Copy out all the records that follow, changing every "innermost point" to "most central point" and keeping everything else the same. Leave out the pictures.
★ ★ ★ ★
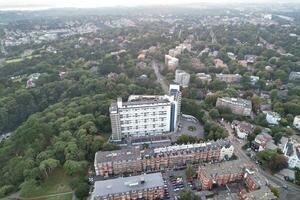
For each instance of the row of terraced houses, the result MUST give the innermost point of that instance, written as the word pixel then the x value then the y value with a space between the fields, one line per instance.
pixel 135 160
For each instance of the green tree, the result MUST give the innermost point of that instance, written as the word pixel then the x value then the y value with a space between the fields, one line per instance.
pixel 275 191
pixel 28 187
pixel 297 176
pixel 189 172
pixel 214 113
pixel 82 190
pixel 48 165
pixel 72 167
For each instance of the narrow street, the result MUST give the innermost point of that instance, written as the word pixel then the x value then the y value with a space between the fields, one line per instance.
pixel 160 79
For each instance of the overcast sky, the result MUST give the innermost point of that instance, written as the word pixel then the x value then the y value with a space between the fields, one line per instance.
pixel 37 4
★ ★ ★ ★
CORRECT RESULT:
For each instance of the row of terraced houses, the result MUST give the most central point of that instance, written as the word pixel then the x value then the y value with a space between the fields, one line per instance.
pixel 135 160
For each instance of the green tree, the result MUST give the most central point of that instance, written as the word pixel then the x value then the y value with a space between the fields, one line per instance.
pixel 275 191
pixel 28 187
pixel 297 176
pixel 189 172
pixel 214 113
pixel 82 190
pixel 48 165
pixel 72 167
For each instance of the narrow street, the result MUST give the most central point of that instance, written as the word pixel then the x value then the y value with a space between the fields, one line per instance.
pixel 160 79
For each instance of the overcast sky, the result MUST give the most central point of that instance, written as the word pixel then the x value then the y value with a space between the fields, one line per instance.
pixel 37 4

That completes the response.